- [DESCRIPTION OF THE TASK]: Identify each line in the listing below that contains the word "photo" with the same capitalization, and copy those lines.

- [RECORD LIST]:

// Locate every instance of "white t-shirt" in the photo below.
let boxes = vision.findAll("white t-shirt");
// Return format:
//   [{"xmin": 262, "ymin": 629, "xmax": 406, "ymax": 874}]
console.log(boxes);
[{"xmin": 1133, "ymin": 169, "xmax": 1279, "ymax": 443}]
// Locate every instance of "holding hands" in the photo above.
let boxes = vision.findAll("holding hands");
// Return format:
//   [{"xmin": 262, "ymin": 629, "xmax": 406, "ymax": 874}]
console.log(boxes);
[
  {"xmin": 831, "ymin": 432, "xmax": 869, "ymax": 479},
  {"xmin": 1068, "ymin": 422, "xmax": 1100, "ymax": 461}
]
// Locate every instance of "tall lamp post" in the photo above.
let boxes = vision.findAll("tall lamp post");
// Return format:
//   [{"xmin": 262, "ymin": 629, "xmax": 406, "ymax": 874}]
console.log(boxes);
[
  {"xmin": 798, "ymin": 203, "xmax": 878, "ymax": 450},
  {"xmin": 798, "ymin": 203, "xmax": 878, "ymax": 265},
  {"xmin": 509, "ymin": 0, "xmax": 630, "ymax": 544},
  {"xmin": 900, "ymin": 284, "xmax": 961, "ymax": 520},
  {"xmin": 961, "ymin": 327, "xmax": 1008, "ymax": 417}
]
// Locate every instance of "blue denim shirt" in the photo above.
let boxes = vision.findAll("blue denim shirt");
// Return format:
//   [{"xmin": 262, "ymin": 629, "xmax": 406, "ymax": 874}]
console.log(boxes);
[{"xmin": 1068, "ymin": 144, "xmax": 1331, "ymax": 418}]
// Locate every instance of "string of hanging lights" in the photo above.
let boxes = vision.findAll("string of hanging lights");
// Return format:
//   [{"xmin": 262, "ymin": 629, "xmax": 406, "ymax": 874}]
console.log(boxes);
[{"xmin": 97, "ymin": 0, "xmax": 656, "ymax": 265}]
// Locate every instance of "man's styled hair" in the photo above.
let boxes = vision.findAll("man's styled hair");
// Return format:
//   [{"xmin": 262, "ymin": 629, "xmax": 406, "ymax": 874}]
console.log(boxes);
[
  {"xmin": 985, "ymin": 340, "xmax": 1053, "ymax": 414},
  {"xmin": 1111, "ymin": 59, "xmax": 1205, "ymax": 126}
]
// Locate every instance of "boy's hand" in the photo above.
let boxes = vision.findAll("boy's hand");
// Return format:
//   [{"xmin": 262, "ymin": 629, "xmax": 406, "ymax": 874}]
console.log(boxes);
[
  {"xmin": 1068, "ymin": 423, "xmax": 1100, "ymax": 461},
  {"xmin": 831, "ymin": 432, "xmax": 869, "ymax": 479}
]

- [ANSWER IN FULL]:
// Locate every instance of "white t-shirt" in the photo below.
// Locate every instance of "holding hands" in the photo above.
// Locate every instance of "tall lamp post" in the photo above.
// Locate every instance of "blue denim shirt" in the photo above.
// Locate every instance of "string of hanging lights" in the photo above.
// Locate every instance of "man's styled hair" in the photo above.
// Locate every instance of "boy's hand" in the photo above.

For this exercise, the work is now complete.